## START Source data

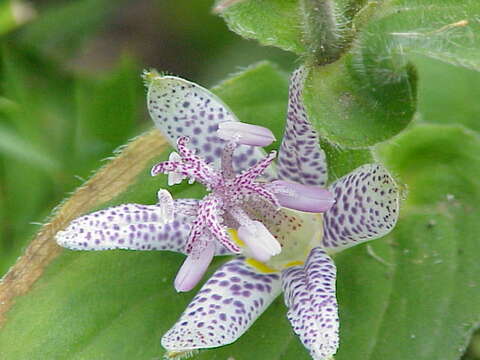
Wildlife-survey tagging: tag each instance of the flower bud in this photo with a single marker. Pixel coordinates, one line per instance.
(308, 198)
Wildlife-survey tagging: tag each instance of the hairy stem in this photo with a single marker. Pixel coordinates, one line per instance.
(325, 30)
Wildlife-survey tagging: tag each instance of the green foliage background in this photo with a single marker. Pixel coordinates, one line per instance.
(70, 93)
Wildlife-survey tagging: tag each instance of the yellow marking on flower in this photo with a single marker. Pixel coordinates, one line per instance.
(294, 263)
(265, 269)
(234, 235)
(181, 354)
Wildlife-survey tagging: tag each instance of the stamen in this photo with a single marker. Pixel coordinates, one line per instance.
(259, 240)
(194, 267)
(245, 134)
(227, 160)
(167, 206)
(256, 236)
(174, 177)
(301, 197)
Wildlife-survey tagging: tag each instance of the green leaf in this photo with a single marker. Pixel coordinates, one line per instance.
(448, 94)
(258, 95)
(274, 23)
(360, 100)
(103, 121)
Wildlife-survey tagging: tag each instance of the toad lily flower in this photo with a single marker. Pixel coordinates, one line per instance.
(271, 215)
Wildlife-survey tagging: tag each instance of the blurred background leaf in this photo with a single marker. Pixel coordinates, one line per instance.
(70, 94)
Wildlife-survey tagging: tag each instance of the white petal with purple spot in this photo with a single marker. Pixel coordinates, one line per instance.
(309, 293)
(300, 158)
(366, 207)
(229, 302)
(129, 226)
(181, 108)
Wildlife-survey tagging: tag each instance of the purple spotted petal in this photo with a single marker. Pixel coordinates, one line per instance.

## END Source data
## START Source data

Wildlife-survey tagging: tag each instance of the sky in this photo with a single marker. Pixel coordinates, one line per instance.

## END Source data

• What to produce
Repeat word for word the stretch of lines from the one containing "Wildlife-survey tagging: tag each instance of the green foliage" through the one containing "Wildlife-survey tagging: tag each instance of the purple", with both of those lines included.

• Exercise output
Wildlife-survey tagging: tag each instance of the green foliage background in this photo with a single marker. Pixel coordinates, one line per instance.
(70, 93)
Wildlife-survey tagging: tag each instance of the yellow marking on flower in this photo with a single marker. Pixel coordinates, one line per instance.
(294, 263)
(265, 269)
(234, 235)
(181, 354)
Wildlife-survey tagging: tag each instance of the stamen in this photo with a single marker. Pixel coordinates, one line per instance.
(259, 240)
(194, 267)
(245, 134)
(227, 160)
(167, 206)
(256, 236)
(174, 177)
(301, 197)
Wildlife-survey tagging: tag each instance of the green leaf in this photo with a single marker. Pixel coordinates, one line per instance.
(448, 94)
(258, 95)
(274, 23)
(360, 100)
(103, 121)
Wildlife-survey tagging: tag each instance of the toad lily flower in this photo with a single marker. Pixel coordinates, one line per instance.
(271, 215)
Wildlife-survey tagging: tag each instance of the blurred background leaf in this photo with a single marker. Pixel coordinates, one line per instance.
(70, 94)
Wildlife-survey tagging: tag each instance of the white petal with purple spot in this photo with a single marker. Pixel coordinates, one line per instance.
(309, 293)
(300, 158)
(366, 207)
(229, 302)
(129, 226)
(181, 108)
Wildlife-survey tagging: tag each instance of the purple spotted petal in this photo with a single marker. Pixel coordinates, one line per instance.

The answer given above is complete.